### EXCERPTED PASSAGE

Published on: May 30, 2025

Area of Science:

  • Molecular Biology
  • Genetics
  • Cancer Research

Background:

  • The cell cycle in mammals is tightly regulated by cyclin-dependent kinases (CDKs) and pathways like RB and p53.
  • Emerging evidence highlights the role of long non-coding RNAs (lncRNAs) in modulating these critical cell cycle regulators.

Purpose of the Study:

  • To explore the multifaceted roles of lncRNAs in regulating mammalian cell cycle progression.
  • To investigate the involvement of lncRNAs in DNA damage responses and their implications in tumorigenesis.

Main Methods:

  • Literature review and analysis of recent research findings on lncRNA-mediated cell cycle control.
  • Examination of lncRNA mechanisms including epigenetic, transcriptional, and post-transcriptional regulation.
  • Investigation of lncRNAs' roles in DNA damage-induced cell cycle arrest and apoptosis.

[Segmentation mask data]

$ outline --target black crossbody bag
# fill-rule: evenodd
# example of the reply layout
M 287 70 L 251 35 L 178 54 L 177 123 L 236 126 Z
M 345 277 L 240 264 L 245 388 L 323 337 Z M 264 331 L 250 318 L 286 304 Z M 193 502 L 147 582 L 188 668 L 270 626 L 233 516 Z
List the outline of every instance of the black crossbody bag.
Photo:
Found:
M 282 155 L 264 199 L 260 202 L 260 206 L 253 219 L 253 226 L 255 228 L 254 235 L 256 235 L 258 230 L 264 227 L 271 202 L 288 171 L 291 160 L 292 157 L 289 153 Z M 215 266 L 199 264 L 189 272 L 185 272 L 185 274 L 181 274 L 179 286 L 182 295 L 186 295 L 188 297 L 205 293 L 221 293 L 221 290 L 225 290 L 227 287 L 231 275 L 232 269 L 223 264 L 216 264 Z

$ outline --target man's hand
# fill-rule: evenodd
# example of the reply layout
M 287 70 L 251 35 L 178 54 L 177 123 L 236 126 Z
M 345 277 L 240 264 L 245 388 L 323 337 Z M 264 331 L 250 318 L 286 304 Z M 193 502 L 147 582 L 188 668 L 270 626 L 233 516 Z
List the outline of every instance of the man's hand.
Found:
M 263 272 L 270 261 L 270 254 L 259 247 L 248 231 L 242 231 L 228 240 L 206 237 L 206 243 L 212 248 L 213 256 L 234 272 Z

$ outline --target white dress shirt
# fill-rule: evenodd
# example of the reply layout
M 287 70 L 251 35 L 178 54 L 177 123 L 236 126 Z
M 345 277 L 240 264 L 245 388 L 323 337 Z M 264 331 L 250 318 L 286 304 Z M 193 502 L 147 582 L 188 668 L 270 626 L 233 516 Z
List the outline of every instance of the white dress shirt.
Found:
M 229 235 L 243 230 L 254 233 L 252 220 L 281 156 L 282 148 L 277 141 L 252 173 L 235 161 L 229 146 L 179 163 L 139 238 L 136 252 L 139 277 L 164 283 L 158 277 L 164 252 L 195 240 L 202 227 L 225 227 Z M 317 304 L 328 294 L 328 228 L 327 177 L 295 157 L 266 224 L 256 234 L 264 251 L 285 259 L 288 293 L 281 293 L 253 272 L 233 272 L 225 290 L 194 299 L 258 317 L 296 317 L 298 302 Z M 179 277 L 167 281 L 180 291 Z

### TASKS TO PERFORM
1. For each statement about the lncRNA study summary, state yes or no and quote the words of the summary that decide it. (a) The main methods include a literature review of recent findings on lncRNA-mediated cell cycle control. (b) Immunology is listed among the areas of science. (c) The mammalian cell cycle is described as regulated by cyclin-dependent kinases and by pathways like RB and p53.
2. Write the next part of the lncRNA study summary, picking up after its last line.

### PER-TASK OUTPUTS
1.
(a) Yes: "Literature review and analysis of recent research findings on lncRNA-mediated cell cycle control."
(b) No: the areas listed are "Molecular Biology", "Genetics" and "Cancer Research".
(c) Yes: "tightly regulated by cyclin-dependent kinases (CDKs) and pathways like RB and p53."

2.
Main Results:

  • lncRNAs function as epigenetic regulators, transcription factor regulators, post-transcriptional regulators, and protein scaffolds.
  • These lncRNAs modulate the cellular levels of cyclins, CDKs, CDK inhibitors, pRB, and p53 through diverse mechanisms.
  • Certain lncRNAs are induced by DNA damage, contributing to cell cycle arrest and apoptosis as part of DNA damage responses.

Conclusions:

  • Cell cycle-regulated lncRNAs add complexity and robustness to cell cycle control.
  • Aberrant expression of these lncRNAs is implicated in cancer development.
  • lncRNAs represent promising novel molecular targets for cancer diagnosis and therapy.